DESCRIPTION OF THE TASK: Nothing other than the lines from the one containing "aircraft wing, the" through the close of the entries below should be printed, each exactly.

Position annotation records

....

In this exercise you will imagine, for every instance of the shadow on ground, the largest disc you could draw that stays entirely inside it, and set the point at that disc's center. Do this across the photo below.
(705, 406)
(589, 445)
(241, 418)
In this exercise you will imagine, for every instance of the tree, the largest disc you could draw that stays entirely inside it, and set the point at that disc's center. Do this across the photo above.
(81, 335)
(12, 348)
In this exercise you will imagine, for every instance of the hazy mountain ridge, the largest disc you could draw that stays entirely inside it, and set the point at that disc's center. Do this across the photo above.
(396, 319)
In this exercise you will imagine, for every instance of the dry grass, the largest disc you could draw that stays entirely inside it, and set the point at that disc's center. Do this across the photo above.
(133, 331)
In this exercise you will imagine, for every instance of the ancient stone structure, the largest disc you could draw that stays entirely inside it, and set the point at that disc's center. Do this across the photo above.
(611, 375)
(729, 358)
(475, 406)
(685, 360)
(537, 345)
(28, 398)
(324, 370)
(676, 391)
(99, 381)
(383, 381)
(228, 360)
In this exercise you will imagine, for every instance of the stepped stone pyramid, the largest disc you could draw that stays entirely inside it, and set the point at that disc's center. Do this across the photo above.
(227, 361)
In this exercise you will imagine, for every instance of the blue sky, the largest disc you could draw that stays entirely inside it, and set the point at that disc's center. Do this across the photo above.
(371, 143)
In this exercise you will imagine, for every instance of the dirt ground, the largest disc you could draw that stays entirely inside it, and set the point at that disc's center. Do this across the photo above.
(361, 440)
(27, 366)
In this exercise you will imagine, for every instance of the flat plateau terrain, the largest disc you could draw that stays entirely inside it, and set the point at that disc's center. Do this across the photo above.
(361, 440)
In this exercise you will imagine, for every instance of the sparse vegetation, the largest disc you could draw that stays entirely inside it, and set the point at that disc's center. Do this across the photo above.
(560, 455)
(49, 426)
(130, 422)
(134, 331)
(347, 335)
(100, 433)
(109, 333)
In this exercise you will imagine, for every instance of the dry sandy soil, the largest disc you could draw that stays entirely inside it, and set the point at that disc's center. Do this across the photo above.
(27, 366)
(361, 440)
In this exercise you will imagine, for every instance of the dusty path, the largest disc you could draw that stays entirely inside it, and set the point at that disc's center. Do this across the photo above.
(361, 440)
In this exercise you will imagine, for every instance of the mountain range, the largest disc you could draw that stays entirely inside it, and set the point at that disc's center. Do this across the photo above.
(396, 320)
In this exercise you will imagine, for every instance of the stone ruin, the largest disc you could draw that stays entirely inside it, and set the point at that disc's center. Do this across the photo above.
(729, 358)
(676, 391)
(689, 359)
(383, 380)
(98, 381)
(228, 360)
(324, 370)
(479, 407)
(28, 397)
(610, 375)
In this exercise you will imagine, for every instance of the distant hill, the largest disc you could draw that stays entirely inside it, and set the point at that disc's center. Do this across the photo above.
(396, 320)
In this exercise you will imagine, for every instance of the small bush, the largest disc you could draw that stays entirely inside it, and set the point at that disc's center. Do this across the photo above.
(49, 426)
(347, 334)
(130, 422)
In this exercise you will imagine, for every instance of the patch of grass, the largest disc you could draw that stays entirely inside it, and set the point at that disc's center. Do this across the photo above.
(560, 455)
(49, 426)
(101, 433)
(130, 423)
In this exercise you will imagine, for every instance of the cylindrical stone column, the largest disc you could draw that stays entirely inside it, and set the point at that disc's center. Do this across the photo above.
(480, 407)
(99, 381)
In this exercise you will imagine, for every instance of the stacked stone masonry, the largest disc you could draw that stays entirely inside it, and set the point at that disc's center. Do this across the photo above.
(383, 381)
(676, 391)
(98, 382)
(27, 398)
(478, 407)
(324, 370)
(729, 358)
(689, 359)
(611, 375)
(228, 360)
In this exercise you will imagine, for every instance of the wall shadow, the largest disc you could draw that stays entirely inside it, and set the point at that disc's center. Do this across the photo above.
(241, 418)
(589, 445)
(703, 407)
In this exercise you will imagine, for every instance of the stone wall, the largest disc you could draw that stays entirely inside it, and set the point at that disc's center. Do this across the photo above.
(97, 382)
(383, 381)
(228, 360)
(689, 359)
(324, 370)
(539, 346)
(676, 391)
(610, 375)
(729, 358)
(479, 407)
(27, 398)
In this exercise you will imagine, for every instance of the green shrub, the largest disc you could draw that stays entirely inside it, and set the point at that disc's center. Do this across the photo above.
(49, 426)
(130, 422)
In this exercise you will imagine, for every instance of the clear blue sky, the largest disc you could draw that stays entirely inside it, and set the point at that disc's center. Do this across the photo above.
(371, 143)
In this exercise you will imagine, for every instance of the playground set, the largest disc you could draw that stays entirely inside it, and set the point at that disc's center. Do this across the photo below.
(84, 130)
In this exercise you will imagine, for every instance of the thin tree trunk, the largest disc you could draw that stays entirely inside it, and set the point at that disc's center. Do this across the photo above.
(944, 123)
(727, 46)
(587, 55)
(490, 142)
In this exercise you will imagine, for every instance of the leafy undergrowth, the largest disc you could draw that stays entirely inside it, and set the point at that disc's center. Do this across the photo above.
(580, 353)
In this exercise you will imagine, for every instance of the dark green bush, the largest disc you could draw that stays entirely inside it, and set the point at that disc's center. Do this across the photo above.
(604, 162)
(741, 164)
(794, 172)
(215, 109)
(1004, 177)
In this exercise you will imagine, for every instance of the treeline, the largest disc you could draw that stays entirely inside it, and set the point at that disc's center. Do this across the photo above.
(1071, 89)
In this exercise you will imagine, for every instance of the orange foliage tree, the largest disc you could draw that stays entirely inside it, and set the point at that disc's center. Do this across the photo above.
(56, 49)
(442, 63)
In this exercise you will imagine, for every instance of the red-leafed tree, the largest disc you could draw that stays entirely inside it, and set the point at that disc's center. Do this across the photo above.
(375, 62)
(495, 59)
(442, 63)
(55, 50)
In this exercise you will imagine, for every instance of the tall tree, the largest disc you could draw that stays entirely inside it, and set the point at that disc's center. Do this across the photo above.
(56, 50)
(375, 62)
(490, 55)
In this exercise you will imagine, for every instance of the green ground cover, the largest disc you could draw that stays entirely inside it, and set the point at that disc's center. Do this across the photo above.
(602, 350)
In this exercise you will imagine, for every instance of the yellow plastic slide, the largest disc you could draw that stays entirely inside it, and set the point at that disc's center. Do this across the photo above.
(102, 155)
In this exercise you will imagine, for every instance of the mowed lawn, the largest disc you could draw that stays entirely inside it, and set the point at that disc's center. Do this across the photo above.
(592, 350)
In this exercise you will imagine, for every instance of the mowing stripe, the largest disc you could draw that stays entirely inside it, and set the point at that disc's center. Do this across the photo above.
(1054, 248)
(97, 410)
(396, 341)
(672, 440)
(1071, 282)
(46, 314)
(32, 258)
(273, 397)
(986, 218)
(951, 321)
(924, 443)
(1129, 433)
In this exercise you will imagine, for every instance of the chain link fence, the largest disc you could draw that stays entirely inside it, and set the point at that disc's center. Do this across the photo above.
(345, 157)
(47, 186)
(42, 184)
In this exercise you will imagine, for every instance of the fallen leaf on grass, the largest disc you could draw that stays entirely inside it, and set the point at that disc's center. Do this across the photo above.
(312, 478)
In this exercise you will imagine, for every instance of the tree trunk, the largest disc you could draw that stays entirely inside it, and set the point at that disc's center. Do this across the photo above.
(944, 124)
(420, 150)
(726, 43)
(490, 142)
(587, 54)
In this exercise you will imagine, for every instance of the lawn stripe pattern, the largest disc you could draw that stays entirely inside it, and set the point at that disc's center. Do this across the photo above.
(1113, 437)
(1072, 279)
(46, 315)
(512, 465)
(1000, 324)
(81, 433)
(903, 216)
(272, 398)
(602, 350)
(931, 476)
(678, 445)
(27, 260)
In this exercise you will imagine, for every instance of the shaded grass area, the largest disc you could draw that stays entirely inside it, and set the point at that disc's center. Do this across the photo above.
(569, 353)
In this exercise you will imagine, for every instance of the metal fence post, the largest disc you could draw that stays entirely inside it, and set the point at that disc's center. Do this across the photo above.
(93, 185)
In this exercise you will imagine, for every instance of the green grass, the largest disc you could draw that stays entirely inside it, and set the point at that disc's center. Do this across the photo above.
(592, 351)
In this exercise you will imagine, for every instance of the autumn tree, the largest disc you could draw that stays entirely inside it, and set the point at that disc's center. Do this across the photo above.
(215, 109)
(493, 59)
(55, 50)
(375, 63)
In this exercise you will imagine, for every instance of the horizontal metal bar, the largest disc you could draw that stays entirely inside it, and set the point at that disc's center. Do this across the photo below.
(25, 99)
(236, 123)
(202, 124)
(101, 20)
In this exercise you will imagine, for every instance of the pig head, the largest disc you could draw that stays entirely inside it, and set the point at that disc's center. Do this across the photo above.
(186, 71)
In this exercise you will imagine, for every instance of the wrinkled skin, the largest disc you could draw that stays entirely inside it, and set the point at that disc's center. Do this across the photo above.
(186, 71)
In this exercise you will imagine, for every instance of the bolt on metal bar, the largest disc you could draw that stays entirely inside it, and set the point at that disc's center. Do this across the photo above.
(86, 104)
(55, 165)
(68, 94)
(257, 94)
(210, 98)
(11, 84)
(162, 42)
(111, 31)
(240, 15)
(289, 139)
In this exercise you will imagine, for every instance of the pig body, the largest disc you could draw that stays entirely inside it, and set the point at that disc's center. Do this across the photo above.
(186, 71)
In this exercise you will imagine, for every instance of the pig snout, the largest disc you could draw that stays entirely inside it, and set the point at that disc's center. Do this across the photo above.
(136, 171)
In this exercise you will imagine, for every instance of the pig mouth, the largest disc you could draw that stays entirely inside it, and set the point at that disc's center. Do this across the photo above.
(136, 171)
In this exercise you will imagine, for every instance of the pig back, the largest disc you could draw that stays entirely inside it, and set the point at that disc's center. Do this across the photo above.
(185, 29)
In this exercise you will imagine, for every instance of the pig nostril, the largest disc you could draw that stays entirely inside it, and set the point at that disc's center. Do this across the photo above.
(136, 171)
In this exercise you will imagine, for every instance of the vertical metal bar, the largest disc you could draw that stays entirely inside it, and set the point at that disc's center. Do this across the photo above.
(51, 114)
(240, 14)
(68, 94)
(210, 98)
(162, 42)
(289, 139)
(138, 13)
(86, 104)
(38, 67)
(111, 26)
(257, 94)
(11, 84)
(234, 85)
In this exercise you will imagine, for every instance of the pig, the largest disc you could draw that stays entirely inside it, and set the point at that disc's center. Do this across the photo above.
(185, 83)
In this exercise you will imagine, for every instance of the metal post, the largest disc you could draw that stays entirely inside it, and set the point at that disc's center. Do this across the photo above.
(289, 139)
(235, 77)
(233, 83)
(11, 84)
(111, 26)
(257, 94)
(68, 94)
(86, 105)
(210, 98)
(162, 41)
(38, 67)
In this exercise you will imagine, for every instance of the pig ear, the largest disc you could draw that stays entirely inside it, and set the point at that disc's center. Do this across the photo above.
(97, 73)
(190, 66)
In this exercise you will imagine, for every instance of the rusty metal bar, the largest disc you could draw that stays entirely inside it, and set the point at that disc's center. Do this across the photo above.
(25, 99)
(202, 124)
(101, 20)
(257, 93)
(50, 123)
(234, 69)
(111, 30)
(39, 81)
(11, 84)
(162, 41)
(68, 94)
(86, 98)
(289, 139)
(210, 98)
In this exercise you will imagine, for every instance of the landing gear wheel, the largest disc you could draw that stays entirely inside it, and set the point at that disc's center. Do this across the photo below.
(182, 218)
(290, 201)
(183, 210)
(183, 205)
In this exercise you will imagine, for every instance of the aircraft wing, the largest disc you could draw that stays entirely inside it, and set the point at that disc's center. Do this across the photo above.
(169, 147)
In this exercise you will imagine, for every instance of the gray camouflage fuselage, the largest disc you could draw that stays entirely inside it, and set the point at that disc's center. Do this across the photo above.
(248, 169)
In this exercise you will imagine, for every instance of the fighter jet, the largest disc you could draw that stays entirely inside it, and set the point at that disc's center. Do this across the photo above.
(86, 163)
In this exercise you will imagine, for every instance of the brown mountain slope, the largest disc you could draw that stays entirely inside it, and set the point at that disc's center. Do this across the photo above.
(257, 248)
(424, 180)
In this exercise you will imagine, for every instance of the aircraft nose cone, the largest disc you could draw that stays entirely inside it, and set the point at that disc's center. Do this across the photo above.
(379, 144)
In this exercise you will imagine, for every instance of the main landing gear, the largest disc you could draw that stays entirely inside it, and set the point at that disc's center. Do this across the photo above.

....

EXERCISE RESULT:
In this exercise you will imagine, for every instance of the aircraft wing, the largest disc you could draw that stays entirely inside it, and set the point at that disc's center. Do this across the photo above.
(169, 147)
In this exercise you will imagine, for every instance of the gray camouflage fuselage, the largest disc you could draw that stays entirely inside it, and set the point at that disc's center. Do this across the photo above.
(248, 169)
In this exercise you will imagine, for every instance of the fighter jet, the largest disc you could draw that stays entirely inside it, and set the point at that disc's center. Do this across the photo above.
(86, 163)
In this exercise you will imagine, for every instance of the brown mountain slope, the largest disc you could draw that stays entirely inside it, and set the point at that disc's center. Do this across the photo above.
(257, 248)
(424, 180)
In this exercise you will imagine, for every instance of the aircraft nose cone, the largest disc you could draw that stays entirely inside it, and set the point at that disc's center. Do this across the photo above.
(379, 144)
In this exercise you will imagine, for every instance of the main landing gear, the largest disc you could draw that stays entirely inside it, and set the point at that disc's center. Do this across the photo above.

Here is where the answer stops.